TEXT SHOWN

Looking away from disability is also political. After Donald Trump mocked New York Times reporter Serge F. Kovaleski, who has arthrogryposis, a condition affecting the joints, he expressed discomfort over the Olympic and Paralympic Games, calling them “a little tough to watch too much, but I watched as much as I could.” Nazi Germany didn’t like seeing people with physical disabilities either; it started sterilizing them in 1933, then killed them.

Alternatively, the voices of people living with a physical disability can provide an antidote to political and cultural biases. The brilliant Wheelchair Kamikaze blog by Marc Stecker, a former New York City video producer diagnosed with multiple sclerosis, for instance, is a wise, wit-filled and often harrowing account of living with a chronic, degenerative disease; it’s also a profound meditation on what it means to be fully human.

RECORDED DATA

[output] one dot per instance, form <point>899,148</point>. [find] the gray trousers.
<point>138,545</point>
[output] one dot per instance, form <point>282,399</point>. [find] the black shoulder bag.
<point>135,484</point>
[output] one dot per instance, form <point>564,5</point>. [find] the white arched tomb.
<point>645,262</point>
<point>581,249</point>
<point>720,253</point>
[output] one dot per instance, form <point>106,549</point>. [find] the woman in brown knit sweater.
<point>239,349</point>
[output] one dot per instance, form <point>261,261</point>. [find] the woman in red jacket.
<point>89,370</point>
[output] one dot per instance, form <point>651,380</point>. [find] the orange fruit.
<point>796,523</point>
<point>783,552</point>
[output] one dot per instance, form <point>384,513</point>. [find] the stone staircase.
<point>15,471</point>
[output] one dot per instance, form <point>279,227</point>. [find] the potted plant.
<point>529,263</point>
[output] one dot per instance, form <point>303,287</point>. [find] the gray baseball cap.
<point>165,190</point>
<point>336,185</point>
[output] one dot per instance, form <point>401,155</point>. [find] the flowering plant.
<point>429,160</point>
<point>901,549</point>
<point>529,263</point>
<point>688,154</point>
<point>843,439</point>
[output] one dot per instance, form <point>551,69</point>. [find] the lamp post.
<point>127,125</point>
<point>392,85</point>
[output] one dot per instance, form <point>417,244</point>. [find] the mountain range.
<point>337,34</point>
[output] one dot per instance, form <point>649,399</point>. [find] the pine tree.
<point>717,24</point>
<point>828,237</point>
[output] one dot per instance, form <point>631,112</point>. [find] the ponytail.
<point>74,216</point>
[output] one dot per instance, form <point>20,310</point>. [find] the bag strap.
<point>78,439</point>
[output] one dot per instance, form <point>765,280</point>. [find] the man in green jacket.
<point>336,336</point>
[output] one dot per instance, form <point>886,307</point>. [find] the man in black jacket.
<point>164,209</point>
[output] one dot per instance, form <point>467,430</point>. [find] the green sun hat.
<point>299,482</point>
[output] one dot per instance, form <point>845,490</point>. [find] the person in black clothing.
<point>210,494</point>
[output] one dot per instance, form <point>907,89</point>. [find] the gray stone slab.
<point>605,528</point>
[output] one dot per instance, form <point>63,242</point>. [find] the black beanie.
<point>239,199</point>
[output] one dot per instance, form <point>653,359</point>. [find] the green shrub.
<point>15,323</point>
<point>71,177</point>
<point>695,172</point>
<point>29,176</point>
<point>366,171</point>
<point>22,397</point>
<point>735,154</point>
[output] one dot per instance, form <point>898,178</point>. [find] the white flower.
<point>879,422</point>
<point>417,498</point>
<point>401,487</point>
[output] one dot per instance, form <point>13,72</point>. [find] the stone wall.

USING THE INFORMATION
[a] Reproduce word for word the portion of the passage on disability between "Alternatively, the voices" and "be fully human.", inclusive.
[b] Extend the passage on disability by writing what comes after its final sentence.

ANSWER SET
[a]
Alternatively, the voices of people living with a physical disability can provide an antidote to political and cultural biases. The brilliant Wheelchair Kamikaze blog by Marc Stecker, a former New York City video producer diagnosed with multiple sclerosis, for instance, is a wise, wit-filled and often harrowing account of living with a chronic, degenerative disease; it’s also a profound meditation on what it means to be fully human.

[b]
Eleanor Roosevelt called her husband’s disability “a blessing in disguise,” and said it was why he served an unprecedented four terms: “It gave him strength and courage he had not had before. He had to think out the fundamentals of living and learn the greatest of all lessons—infinite patience and never-ending persistence.” It’s a reminder that heroes do scale walls, and that most of these walls are not physical ones.


CORRECTION, June 6, 2018: This story originally referred to MP Kent Hehr as paraplegic. In fact, Hehr is quadriplegic.